▶ _Things to do_
1. According to the amendment below, in which region is the secondary Foundry account that hosts GPT-5.4-Pro located?
2. Carry on the Decision-layer amendment below from where it stops, keeping its format and tone.

▶ _Selected extract_

────────────────

Amendment — 2026-04-20

Decision: Upgrade the Decision layer from GPT-5.1-Codex to GPT-5.4 (standard), and introduce two new Decision sub-roles: GPT-5.4-Pro (complex multi-step) and GPT-5.3-Codex (code-specific). All three gated models were approved 2026-04-15.

Rationale: GPT-5.4 delivers stronger reasoning than GPT-5.1-Codex and incorporates Codex-class code understanding. Splitting the Decision layer into three sub-roles enables cost-optimal routing: standard tasks use GPT-5.4, heavy reasoning uses GPT-5.4-Pro (sparingly), and code analysis uses GPT-5.3-Codex.

Changes made:

  • infra/terraform/foundation/foundry.tf: Added gpt_54, gpt_53_codex deployments (both in westus primary account)
  • infra/terraform/foundation/foundry-east.tf (new): Secondary Foundry account aucert-ai-east in eastus2 hosting gpt_54_pro (the only region where that model is available as of 2026-04-20)

────────────────

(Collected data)
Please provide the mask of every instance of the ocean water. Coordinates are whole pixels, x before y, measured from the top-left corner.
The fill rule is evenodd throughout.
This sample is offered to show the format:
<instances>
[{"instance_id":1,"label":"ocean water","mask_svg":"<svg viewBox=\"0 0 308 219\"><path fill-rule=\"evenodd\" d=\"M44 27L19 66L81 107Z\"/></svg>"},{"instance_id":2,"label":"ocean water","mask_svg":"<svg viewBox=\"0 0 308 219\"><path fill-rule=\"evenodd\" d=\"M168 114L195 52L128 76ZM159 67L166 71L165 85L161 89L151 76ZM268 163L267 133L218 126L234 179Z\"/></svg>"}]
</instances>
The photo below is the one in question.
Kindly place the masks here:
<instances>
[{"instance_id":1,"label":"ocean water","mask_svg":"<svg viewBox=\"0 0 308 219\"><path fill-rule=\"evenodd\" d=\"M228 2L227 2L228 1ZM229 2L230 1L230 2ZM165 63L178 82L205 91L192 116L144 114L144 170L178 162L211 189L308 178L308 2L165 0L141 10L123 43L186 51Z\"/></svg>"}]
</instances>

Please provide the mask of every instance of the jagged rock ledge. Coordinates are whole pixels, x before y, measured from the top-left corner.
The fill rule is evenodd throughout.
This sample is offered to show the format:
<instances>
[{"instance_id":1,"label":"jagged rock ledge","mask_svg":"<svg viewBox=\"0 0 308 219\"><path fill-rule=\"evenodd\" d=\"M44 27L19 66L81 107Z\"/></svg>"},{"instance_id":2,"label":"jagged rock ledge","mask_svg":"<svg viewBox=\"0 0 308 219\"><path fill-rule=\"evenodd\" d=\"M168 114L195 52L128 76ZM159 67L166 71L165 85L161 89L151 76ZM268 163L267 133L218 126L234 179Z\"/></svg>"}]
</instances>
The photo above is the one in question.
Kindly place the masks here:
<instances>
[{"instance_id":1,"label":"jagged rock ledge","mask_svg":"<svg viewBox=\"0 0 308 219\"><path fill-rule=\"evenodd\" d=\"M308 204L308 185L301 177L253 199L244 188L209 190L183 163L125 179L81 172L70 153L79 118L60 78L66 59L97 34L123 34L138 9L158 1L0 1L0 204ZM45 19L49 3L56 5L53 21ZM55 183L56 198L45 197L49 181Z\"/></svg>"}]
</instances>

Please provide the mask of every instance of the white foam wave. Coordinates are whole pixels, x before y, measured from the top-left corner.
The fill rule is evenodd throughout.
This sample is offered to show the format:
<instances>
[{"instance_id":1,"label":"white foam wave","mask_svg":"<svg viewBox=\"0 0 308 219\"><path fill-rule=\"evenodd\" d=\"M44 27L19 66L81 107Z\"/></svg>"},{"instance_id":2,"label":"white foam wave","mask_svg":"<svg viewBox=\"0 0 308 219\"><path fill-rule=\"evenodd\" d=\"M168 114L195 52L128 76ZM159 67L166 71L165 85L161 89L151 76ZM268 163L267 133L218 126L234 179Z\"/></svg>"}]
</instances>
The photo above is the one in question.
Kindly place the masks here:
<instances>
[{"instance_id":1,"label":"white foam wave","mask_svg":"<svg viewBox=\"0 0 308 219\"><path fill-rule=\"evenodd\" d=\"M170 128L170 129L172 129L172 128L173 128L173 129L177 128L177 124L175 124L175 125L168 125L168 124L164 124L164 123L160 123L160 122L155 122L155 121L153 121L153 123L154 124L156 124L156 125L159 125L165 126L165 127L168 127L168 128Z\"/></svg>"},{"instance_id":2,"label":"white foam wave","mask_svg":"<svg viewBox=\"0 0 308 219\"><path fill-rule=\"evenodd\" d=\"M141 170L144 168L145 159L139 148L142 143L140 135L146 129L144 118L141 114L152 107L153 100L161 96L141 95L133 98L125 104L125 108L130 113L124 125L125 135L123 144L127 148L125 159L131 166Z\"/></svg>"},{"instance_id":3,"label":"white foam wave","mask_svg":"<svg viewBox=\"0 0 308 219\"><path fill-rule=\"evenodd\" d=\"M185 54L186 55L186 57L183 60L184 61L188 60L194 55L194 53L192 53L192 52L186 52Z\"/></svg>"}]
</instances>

────────────────

▶ _Results by task_
1. eastus2

2.
  • infra/k8s/aucert-dev/llm-config.yaml: FOUNDRY_MODEL_REASONINGgpt-5-4; added FOUNDRY_MODEL_REASONING_PRO: gpt-5-4-pro, FOUNDRY_MODEL_CODEX: gpt-5-3-codex, and FOUNDRY_ENDPOINT_REASONING_PRO pointing to the east endpoint
  • gpt-5-1-codex deployment retained in Terraform for rollback; no longer active in ConfigMap routing

Model → Foundry account routing (current):

DeploymentFoundry accountRegion
Kimi-K2.6aucert-aiwestus
DeepSeek-V3.2aucert-aiwestus
gpt-5.1-codex (retired)aucert-aiwestus
gpt-5.4aucert-aiwestus
gpt-5.3-codexaucert-aiwestus
gpt-5.4-proaucert-ai-easteastus2

See ADR-008 (§Amendment 2026-04-20) for the region strategy and the dual-account rationale.

Deviation from original intent: the pipeline model mapping table earlier in this ADR treats the Decision layer as three sub-roles (standard, complex, code-specific) served by three deployments. Those deployments now live in two different Foundry accounts. Backend routing selects the endpoint per model; semantically nothing changes.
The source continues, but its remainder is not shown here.